• **To do**
Leaving out the pictures, retype all the material exactly.
**** Given data ****
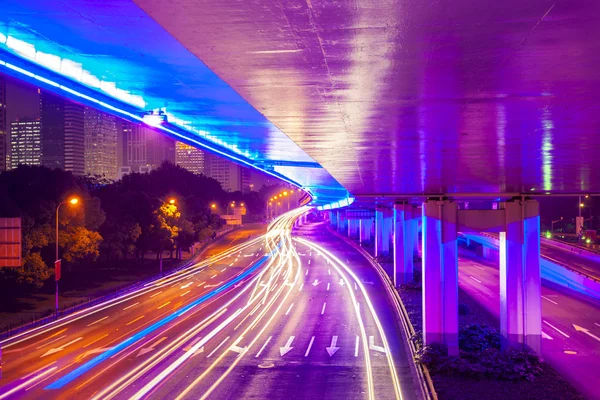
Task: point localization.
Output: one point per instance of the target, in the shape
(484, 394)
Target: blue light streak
(65, 380)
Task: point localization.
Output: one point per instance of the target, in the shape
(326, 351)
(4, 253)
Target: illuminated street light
(73, 201)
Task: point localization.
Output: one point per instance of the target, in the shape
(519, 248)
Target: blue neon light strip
(65, 380)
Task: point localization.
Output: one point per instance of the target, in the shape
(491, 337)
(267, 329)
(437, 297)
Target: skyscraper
(100, 144)
(26, 143)
(226, 172)
(63, 136)
(4, 156)
(144, 149)
(189, 157)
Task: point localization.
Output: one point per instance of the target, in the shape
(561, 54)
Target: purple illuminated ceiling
(415, 96)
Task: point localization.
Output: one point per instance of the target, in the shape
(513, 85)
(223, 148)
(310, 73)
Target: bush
(478, 337)
(481, 357)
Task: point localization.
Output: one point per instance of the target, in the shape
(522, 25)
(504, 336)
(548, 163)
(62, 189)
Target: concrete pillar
(365, 230)
(403, 244)
(378, 231)
(520, 280)
(440, 274)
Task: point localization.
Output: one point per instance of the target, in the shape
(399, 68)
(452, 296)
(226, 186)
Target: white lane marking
(26, 383)
(331, 350)
(288, 311)
(309, 346)
(217, 348)
(551, 301)
(133, 305)
(372, 345)
(288, 346)
(95, 322)
(556, 329)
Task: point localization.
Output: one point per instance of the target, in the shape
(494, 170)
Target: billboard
(10, 242)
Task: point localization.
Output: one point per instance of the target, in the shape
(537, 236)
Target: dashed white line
(263, 347)
(289, 309)
(133, 305)
(556, 329)
(217, 348)
(309, 346)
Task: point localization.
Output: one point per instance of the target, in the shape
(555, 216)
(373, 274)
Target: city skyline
(87, 141)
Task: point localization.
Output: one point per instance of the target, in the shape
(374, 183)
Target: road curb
(420, 371)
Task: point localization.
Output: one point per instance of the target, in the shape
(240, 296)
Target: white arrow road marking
(217, 348)
(586, 331)
(309, 346)
(263, 347)
(373, 347)
(236, 348)
(556, 329)
(285, 349)
(61, 348)
(332, 349)
(151, 347)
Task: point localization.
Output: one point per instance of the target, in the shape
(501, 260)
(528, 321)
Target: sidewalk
(101, 282)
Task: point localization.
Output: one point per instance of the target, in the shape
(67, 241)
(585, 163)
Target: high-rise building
(189, 157)
(63, 136)
(144, 149)
(26, 143)
(226, 172)
(4, 156)
(100, 144)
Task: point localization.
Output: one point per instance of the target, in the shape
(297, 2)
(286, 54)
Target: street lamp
(552, 225)
(72, 201)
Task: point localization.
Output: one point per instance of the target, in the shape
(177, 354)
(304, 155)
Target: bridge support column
(520, 280)
(379, 222)
(365, 230)
(440, 274)
(403, 244)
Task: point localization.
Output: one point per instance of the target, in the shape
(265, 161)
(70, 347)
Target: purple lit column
(379, 223)
(520, 280)
(440, 274)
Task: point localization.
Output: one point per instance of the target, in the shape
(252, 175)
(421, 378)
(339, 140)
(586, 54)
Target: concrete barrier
(552, 270)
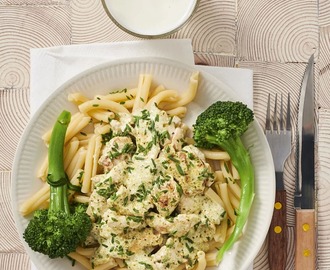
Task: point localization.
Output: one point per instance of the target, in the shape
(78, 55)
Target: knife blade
(304, 197)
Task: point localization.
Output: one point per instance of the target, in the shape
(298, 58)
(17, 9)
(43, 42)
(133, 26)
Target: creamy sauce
(150, 17)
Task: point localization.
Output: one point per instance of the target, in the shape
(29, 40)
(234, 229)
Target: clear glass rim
(151, 35)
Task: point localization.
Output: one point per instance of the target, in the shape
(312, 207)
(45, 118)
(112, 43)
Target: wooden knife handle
(305, 239)
(277, 235)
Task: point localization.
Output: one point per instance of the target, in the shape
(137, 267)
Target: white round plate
(124, 74)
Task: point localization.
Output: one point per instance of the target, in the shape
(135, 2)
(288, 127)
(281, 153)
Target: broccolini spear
(221, 125)
(58, 230)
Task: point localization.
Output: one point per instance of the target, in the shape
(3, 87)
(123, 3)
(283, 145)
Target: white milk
(150, 17)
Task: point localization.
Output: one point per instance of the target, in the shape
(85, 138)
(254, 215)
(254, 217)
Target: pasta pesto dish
(156, 201)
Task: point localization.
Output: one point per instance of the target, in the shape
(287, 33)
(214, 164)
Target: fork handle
(277, 236)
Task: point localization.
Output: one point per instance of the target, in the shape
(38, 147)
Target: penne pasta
(86, 137)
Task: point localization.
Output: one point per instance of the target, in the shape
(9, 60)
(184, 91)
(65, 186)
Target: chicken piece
(202, 205)
(188, 168)
(140, 261)
(166, 195)
(125, 245)
(177, 226)
(117, 224)
(116, 150)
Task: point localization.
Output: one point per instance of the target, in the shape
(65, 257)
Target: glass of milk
(150, 18)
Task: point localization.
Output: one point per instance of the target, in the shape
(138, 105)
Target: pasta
(86, 162)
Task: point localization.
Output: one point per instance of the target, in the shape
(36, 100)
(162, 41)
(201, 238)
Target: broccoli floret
(57, 231)
(221, 126)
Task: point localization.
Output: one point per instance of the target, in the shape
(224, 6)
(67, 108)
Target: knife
(304, 197)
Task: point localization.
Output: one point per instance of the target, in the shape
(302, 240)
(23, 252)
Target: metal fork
(278, 134)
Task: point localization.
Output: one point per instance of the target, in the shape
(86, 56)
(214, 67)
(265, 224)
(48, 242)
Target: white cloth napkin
(51, 67)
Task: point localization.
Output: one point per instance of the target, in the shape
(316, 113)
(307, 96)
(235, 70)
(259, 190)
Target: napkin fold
(51, 67)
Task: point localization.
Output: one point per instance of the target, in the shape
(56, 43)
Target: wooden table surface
(273, 38)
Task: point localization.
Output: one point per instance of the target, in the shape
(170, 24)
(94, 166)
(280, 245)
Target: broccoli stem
(242, 162)
(57, 178)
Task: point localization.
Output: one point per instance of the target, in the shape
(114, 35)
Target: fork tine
(268, 114)
(288, 114)
(275, 125)
(281, 115)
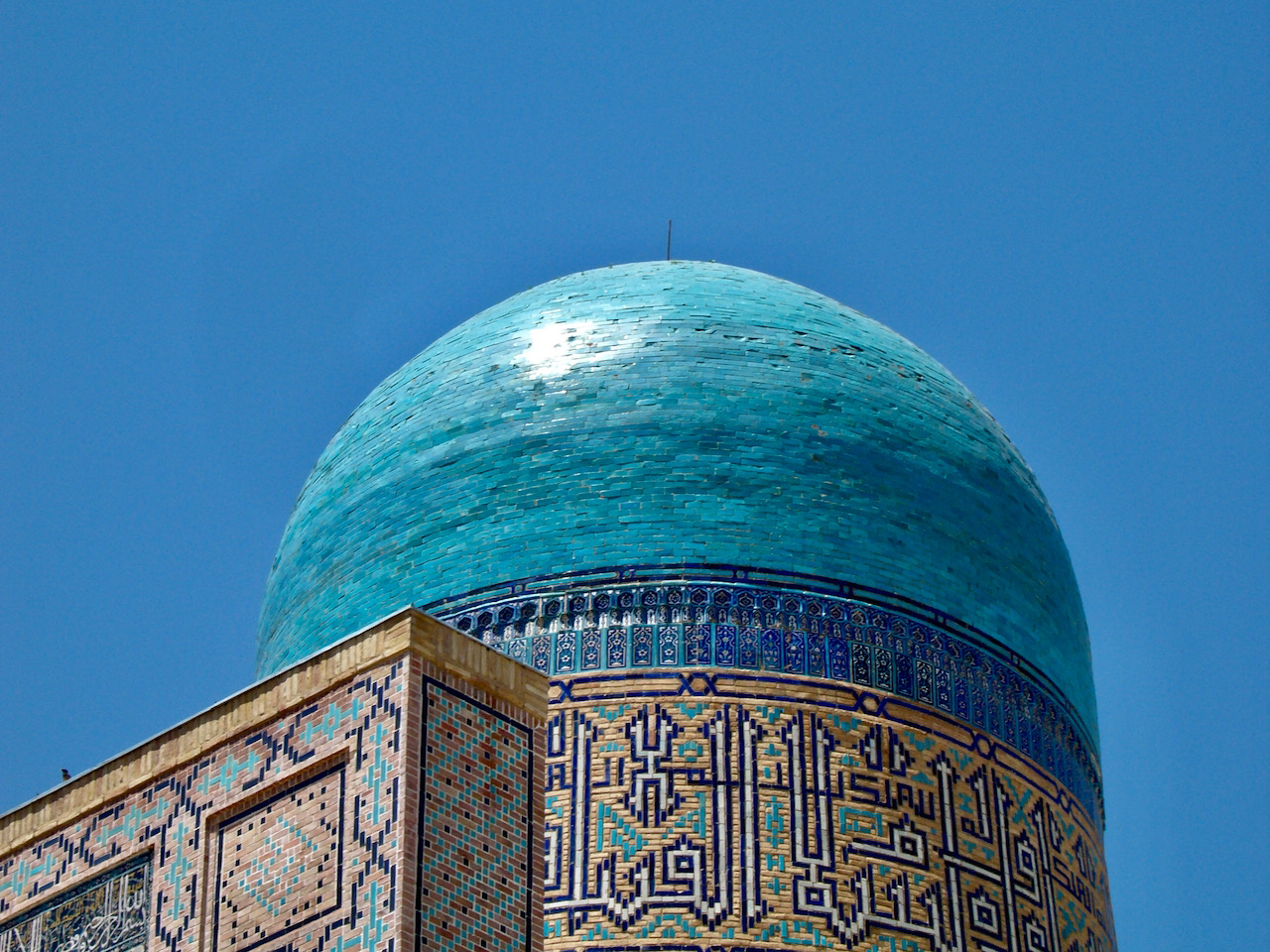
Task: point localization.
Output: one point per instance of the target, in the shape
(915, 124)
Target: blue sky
(220, 226)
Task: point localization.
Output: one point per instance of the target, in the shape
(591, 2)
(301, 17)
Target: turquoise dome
(674, 414)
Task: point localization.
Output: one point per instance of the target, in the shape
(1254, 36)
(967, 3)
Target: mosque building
(663, 607)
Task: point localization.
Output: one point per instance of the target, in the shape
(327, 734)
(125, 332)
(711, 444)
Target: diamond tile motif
(280, 864)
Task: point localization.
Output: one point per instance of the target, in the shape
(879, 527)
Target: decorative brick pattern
(719, 619)
(176, 816)
(289, 817)
(476, 828)
(280, 864)
(721, 810)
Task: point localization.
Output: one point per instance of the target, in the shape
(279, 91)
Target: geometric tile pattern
****
• **Exercise solution**
Task: point localization.
Output: one point per instance of the target, in the shape
(484, 394)
Target: blue light streak
(65, 380)
Task: point localization.
Output: one point per instance of the target, in the shape
(326, 351)
(4, 253)
Target: illuminated street light
(73, 201)
Task: point localization.
Output: one point per instance of the target, in the shape
(519, 248)
Target: blue neon light strip
(65, 380)
Task: point localization.
Output: one point per instance of the target, in the shape
(491, 337)
(267, 329)
(437, 297)
Target: skyscraper
(100, 144)
(26, 143)
(226, 172)
(63, 136)
(4, 156)
(144, 149)
(189, 157)
Task: point localization.
Output: one point per instance of the target, in the shape
(561, 54)
Target: purple illuminated ceiling
(415, 96)
Task: point localization.
Output: one point per instance of the target, in the shape
(513, 85)
(223, 148)
(310, 73)
Target: bush
(478, 337)
(481, 357)
Task: point localization.
Output: one point per instance of the target, in the shape
(522, 25)
(504, 336)
(548, 163)
(62, 189)
Target: concrete pillar
(365, 230)
(403, 244)
(378, 231)
(520, 280)
(440, 274)
Task: point localization.
Output: one point per instance of the target, in the shape
(399, 68)
(452, 296)
(226, 186)
Target: white lane marking
(26, 383)
(331, 350)
(288, 311)
(309, 346)
(217, 348)
(551, 301)
(133, 305)
(372, 345)
(288, 346)
(95, 322)
(556, 329)
Task: point localization.
Output: one point per instance of the target, in the shape
(494, 170)
Target: billboard
(10, 242)
Task: point localization.
Output: one point per instance of the target, in the shape
(537, 236)
Target: dashed white line
(263, 347)
(289, 309)
(133, 305)
(556, 329)
(217, 348)
(309, 346)
Task: point localization.
Output: one point per instance of the target, in the shape
(555, 216)
(373, 274)
Target: city skyline
(87, 141)
Task: point localization.
Output: one point per instance of the target, in the shape
(374, 183)
Target: road curb
(420, 371)
Task: point localization.
Output: one point per instance of the target, in the shape
(240, 296)
Target: white arrow road marking
(217, 348)
(586, 331)
(309, 346)
(263, 347)
(373, 347)
(236, 348)
(556, 329)
(285, 349)
(61, 348)
(332, 349)
(151, 347)
Task: point localization.
Output: one point per instance of the target, in the shape
(501, 260)
(528, 321)
Target: sidewalk
(101, 282)
Task: point localization.
Output: one point per instance of the target, in the shape
(67, 241)
(585, 163)
Target: high-rise building
(189, 157)
(63, 136)
(144, 149)
(26, 143)
(226, 172)
(4, 156)
(100, 144)
Task: point localization.
Output: one point per instance of the target, in the shape
(297, 2)
(286, 54)
Target: street lamp
(552, 225)
(72, 201)
Task: point localization.
Output: one point per instance of the target, in the shape
(177, 354)
(304, 155)
Target: bridge support column
(520, 280)
(379, 222)
(365, 230)
(440, 274)
(403, 244)
Task: point localization.
Output: one point per instance of the target, in the shape
(265, 161)
(70, 347)
Target: purple lit column
(379, 223)
(520, 280)
(440, 274)
Task: point localization.
Output: one point per instance of the target, in the shape
(252, 175)
(421, 378)
(339, 140)
(586, 54)
Target: concrete barrier
(552, 270)
Task: point localization.
Output: one point per instance of the target, in the shape
(78, 55)
Target: knife blade
(304, 197)
Task: point localization.
Output: one point per instance of the target, in the shape
(298, 58)
(17, 9)
(43, 42)
(133, 26)
Target: creamy sauce
(150, 17)
Task: point localization.
Output: one point per instance of the target, in the shape
(29, 40)
(234, 229)
Target: clear glass rim
(151, 35)
Task: point localization.
Output: one point per instance of the target, in the shape
(312, 207)
(45, 118)
(112, 43)
Target: wooden knife handle
(305, 239)
(277, 235)
Task: point localization.
Output: one point per instance of the target, in the shape
(137, 267)
Target: white round plate
(124, 74)
Task: point localization.
Output: one point per instance of the target, in the shape
(135, 2)
(288, 127)
(281, 153)
Target: broccolini spear
(221, 125)
(58, 230)
Task: point localization.
Output: one point per instance of the target, in the shape
(3, 87)
(123, 3)
(283, 145)
Target: white milk
(150, 17)
Task: point localization.
Output: one point per instance of the target, in the shape
(85, 138)
(254, 215)
(254, 217)
Target: pasta pesto dish
(156, 201)
Task: point localization.
Output: one point per instance of the target, in the shape
(287, 33)
(214, 164)
Target: fork handle
(277, 236)
Task: point localization.
Output: one point per instance of the target, in the shape
(38, 147)
Target: penne pasta
(86, 137)
Task: point localization.
Output: one point per instance of the target, in the shape
(9, 60)
(184, 91)
(65, 186)
Target: chicken piece
(202, 205)
(188, 168)
(140, 261)
(166, 195)
(125, 245)
(177, 226)
(117, 224)
(116, 150)
Task: point localization.
Output: one point per instance of the target, in the shape
(65, 257)
Target: glass of milk
(150, 18)
Task: point localization.
Output: one point per instance of the target, in the shape
(138, 105)
Target: pasta
(86, 162)
Task: point localization.
Output: one point per instance of the target, in the shape
(36, 100)
(162, 41)
(201, 238)
Target: broccoli floret
(57, 231)
(221, 126)
Task: point localization.
Output: one point per instance of the target, in the shape
(224, 6)
(67, 108)
Target: knife
(304, 197)
Task: point localization.
Output: one point per instance of the target, in the shape
(302, 240)
(23, 252)
Target: metal fork
(278, 134)
Task: point localization.
Output: one point per instance of the target, in the shape
(86, 56)
(214, 67)
(265, 224)
(48, 242)
Target: white cloth napkin
(51, 67)
Task: point localization.
Output: one point per instance of the target, in the shape
(316, 113)
(307, 96)
(235, 70)
(259, 190)
Target: napkin fold
(51, 67)
Task: point localization.
Output: one point per instance of the target, in the shape
(56, 43)
Target: wooden table surface
(273, 38)
Task: point localization.
Output: one point per instance of the target, in the shape
(170, 24)
(94, 166)
(280, 245)
Target: broccoli stem
(242, 162)
(57, 178)
Task: point localization.
Output: one point per instance of the target, in the shape
(114, 35)
Target: fork tine
(268, 114)
(288, 114)
(275, 125)
(281, 115)
Task: point localization.
Output: one point per instance of the target, in the shape
(915, 124)
Target: blue sky
(220, 226)
Task: point localization.
Output: one point per instance of the target, in the shape
(591, 2)
(301, 17)
Target: turquoise dome
(674, 414)
Task: point localization.
Output: one point per instance of the target, in the shape
(1254, 36)
(967, 3)
Target: mosque building
(663, 607)
Task: point localization.
Output: one point per instance of the target, in the shape
(327, 734)
(125, 332)
(711, 444)
Target: diamond tile motif
(280, 864)
Task: point localization.
Output: one point per instance of the target, in the shape
(879, 527)
Target: decorative brick pattern
(719, 619)
(176, 816)
(289, 817)
(476, 828)
(280, 864)
(721, 810)
Task: point localization.
Output: one point per instance of the target, in the shape
(279, 91)
Target: geometric tile pattern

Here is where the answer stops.